> [What to work on]: Transcribe every line of the records below verbatim, preserving each character and the original line order.

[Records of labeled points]
>> Start

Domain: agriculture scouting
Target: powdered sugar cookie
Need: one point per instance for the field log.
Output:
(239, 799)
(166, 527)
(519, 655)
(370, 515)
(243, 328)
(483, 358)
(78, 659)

>> End

> [Reply to the exercise]:
Domain: agriculture scouting
Target: powdered sugar cookie
Need: one point per instance for the field log.
Output:
(239, 799)
(166, 527)
(519, 655)
(370, 515)
(243, 328)
(483, 358)
(78, 659)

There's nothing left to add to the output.